Lines of data:
★ ★ ★

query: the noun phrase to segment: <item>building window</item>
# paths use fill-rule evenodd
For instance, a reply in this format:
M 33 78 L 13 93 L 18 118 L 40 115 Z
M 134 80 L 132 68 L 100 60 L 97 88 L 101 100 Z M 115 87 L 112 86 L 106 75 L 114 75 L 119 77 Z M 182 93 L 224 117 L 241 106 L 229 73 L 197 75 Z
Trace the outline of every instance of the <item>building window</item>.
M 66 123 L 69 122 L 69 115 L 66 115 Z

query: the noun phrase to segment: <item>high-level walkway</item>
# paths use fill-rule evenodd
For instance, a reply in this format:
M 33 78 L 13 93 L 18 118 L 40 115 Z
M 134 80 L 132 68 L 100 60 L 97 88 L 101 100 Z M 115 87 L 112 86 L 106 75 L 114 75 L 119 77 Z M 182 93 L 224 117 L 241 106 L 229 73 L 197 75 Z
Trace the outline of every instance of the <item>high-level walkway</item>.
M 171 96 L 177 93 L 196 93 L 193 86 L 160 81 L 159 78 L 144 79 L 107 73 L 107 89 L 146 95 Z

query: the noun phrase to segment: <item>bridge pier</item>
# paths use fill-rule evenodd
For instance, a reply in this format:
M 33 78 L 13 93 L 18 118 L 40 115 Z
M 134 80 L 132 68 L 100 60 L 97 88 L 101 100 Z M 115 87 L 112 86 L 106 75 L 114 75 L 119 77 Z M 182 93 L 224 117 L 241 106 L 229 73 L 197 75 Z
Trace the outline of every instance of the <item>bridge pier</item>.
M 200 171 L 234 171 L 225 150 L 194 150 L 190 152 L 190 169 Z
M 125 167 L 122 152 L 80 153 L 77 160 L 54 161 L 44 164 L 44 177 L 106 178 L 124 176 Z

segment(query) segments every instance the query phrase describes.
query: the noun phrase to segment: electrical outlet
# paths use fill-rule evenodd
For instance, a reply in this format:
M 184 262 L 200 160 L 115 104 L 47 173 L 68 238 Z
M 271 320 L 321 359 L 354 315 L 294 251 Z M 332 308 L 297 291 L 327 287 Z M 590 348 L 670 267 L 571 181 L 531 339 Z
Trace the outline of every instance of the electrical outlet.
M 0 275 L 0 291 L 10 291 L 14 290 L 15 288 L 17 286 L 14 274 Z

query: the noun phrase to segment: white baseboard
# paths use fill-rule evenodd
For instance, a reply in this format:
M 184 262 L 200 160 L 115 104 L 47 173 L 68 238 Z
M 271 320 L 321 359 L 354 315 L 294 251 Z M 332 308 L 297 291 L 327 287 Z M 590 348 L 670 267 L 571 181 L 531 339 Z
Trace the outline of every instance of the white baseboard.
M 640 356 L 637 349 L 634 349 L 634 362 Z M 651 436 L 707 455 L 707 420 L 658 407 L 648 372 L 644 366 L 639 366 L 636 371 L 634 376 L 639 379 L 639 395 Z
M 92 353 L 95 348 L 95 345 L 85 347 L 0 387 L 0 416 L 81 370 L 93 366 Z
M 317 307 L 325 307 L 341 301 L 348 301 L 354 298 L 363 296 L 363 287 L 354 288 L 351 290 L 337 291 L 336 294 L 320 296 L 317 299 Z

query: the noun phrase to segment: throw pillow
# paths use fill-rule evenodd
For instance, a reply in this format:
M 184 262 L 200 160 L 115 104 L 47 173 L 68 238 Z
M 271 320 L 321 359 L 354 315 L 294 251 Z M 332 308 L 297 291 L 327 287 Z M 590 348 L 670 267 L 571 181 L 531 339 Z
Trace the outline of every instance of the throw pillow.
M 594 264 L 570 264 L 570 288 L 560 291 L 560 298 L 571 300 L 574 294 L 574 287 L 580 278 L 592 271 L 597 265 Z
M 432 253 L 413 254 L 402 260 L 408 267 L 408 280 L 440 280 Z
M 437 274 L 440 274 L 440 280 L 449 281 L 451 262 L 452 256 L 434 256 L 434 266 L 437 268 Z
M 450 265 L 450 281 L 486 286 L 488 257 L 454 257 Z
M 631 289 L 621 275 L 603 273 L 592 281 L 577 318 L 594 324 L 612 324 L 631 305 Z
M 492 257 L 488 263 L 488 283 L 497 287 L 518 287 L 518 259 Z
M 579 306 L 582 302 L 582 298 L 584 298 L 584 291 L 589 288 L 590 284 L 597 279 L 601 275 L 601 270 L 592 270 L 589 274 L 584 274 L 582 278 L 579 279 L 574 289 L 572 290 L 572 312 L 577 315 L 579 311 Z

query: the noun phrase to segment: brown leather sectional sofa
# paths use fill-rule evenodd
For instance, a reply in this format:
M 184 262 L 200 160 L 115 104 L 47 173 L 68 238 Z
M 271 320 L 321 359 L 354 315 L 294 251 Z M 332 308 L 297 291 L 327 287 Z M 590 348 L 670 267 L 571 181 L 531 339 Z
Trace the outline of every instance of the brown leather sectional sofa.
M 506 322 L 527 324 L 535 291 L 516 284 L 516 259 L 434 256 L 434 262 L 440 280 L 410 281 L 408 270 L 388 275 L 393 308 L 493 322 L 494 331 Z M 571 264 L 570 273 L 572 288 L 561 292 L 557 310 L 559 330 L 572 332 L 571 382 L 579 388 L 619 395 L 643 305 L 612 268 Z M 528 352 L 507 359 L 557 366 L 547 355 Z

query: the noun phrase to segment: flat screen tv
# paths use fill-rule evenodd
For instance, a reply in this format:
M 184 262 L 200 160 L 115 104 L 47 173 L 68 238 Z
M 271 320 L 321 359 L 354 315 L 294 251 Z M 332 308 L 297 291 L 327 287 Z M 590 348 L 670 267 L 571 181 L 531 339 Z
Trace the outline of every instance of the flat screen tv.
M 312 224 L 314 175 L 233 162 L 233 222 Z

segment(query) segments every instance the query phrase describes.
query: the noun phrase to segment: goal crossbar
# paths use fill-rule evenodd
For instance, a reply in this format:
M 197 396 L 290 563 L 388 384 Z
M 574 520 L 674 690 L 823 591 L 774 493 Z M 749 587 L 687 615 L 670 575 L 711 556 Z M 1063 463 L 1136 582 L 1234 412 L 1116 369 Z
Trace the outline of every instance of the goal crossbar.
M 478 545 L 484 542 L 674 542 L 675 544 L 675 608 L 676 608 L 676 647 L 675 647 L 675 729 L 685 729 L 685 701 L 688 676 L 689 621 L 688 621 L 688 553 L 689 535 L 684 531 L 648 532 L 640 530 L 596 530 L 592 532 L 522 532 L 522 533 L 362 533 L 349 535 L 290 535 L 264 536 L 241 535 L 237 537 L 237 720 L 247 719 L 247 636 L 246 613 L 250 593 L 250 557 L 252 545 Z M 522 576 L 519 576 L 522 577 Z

★ ★ ★

_EXERCISE REQUIREMENTS_
Please extract the lines from the start of the records through the line that contains "M 125 167 L", inclusive, and repeat them exactly.

_WRITTEN RESPONSE_
query: the noun phrase to segment: <item>building window</item>
# paths use fill-rule evenodd
For instance, a reply in this format:
M 33 78 L 13 93 L 18 118 L 40 115 Z
M 134 80 L 132 68 L 100 60 L 97 88 L 101 100 Z M 115 87 L 112 86 L 106 75 L 114 75 L 119 77 Z M 182 93 L 224 117 L 241 106 L 229 73 L 197 75 Z
Trace the outline of every instance of the <item>building window</item>.
M 66 123 L 69 122 L 69 115 L 66 115 Z

query: the noun phrase to segment: <item>high-level walkway</item>
# paths use fill-rule evenodd
For instance, a reply in this format:
M 33 78 L 13 93 L 18 118 L 40 115 Z
M 134 80 L 132 68 L 100 60 L 97 88 L 101 100 Z M 115 87 L 112 86 L 106 75 L 114 75 L 119 77 Z M 182 93 L 224 117 L 241 106 L 229 73 L 197 75 Z
Trace the outline of every instance of the <item>high-level walkway</item>.
M 171 96 L 177 93 L 196 93 L 193 86 L 160 81 L 159 78 L 144 79 L 107 73 L 107 89 L 146 95 Z

query: the noun phrase to segment: <item>bridge pier</item>
# paths use fill-rule evenodd
For instance, a reply in this format:
M 33 78 L 13 93 L 18 118 L 40 115 Z
M 134 80 L 132 68 L 100 60 L 97 88 L 101 100 Z M 115 87 L 112 86 L 106 75 L 114 75 L 119 77 Z M 182 93 L 224 117 L 241 106 L 229 73 L 197 75 Z
Trace the outline of every instance of the <item>bridge pier</item>.
M 200 171 L 234 171 L 225 150 L 194 150 L 190 152 L 190 169 Z
M 125 167 L 122 152 L 80 153 L 77 160 L 54 161 L 44 164 L 44 177 L 106 178 L 124 176 Z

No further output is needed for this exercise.